▶ YOUR OBJECTIVE
Retype each entry below exactly as it stands.

▶ RECORD SET
"""

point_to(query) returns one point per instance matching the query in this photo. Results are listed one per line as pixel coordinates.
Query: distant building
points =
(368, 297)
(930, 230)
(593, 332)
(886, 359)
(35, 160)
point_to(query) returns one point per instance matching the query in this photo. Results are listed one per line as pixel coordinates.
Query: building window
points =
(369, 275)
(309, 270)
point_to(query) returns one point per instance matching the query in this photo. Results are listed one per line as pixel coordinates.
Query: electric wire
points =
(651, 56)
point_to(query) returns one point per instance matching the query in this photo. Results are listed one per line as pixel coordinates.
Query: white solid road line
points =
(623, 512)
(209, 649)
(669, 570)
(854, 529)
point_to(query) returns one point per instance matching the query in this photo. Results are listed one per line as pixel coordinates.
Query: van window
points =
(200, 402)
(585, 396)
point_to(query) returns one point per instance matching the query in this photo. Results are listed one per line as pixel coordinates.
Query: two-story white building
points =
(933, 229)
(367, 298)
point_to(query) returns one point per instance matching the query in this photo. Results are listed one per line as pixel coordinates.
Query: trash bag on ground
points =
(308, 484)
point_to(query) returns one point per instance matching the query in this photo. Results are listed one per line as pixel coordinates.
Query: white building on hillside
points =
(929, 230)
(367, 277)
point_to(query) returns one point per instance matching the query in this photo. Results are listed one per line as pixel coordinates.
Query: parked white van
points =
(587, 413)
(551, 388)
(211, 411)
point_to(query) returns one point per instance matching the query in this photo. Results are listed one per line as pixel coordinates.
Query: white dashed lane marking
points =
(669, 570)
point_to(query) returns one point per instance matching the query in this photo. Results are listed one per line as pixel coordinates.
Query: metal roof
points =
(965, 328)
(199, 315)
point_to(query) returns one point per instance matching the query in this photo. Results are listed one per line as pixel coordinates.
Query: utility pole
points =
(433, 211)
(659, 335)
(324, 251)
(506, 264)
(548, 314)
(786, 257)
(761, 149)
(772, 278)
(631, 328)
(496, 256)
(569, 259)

"""

▶ RESULT
point_to(query) returns one point per instance matching the query in this photo. Results are listed one per line as pixel coordinates.
Query: distant building
points =
(368, 297)
(930, 230)
(593, 332)
(886, 359)
(35, 160)
point_to(query) returns one point per instance matching the query in this photo. Results are listed one per line as pixel coordinates.
Query: building window
points =
(369, 275)
(309, 270)
point_to(query) returns one point per instance matching the query in this photo. Results are listed one per line as pixel coordinates.
Query: electric wire
points =
(651, 56)
point_to(query) returns one point per instance matching the query in this photo. Results are listed one per line as pixel coordinates.
Query: white solid road line
points =
(623, 512)
(209, 649)
(669, 570)
(854, 529)
point_to(query) returns one point per instance matching the query in this photo. Results are listed one per line as pixel coordinates.
Query: van window
points =
(200, 402)
(585, 396)
point_to(query) returns one point per instance matching the query in this photo. Results are listed one per line as pixel coordinates.
Query: two-story white building
points =
(933, 229)
(367, 298)
point_to(query) returns one point per instance matching the query in this photo. Results are listed one per line as pixel coordinates.
Query: trash bag on ground
points =
(308, 484)
point_to(query) returns one point per instance matching the query in this photo. Results are listed one per line as pixel coordinates.
Query: white building on hillside
points =
(929, 230)
(367, 277)
point_to(query) returns one point per instance matching the query in this photo. Results are listed one per line as pixel coordinates.
Query: parked white van
points =
(587, 413)
(551, 388)
(211, 411)
point_to(query) returns one point per instance matching the query in this photo. Results are listed one per line as pixel coordinates.
Query: white dashed lane marking
points =
(669, 570)
point_to(query) returns one point per instance matching the query in this photo. Results are listed one per line as pixel coordinates.
Query: metal roof
points =
(965, 328)
(199, 315)
point_to(query) returns one point per instance matching the query in this photo. Results are listed one per line as pixel coordinates.
Query: utility pole
points =
(433, 211)
(659, 335)
(324, 251)
(506, 264)
(548, 314)
(786, 257)
(761, 149)
(772, 278)
(631, 328)
(496, 256)
(569, 259)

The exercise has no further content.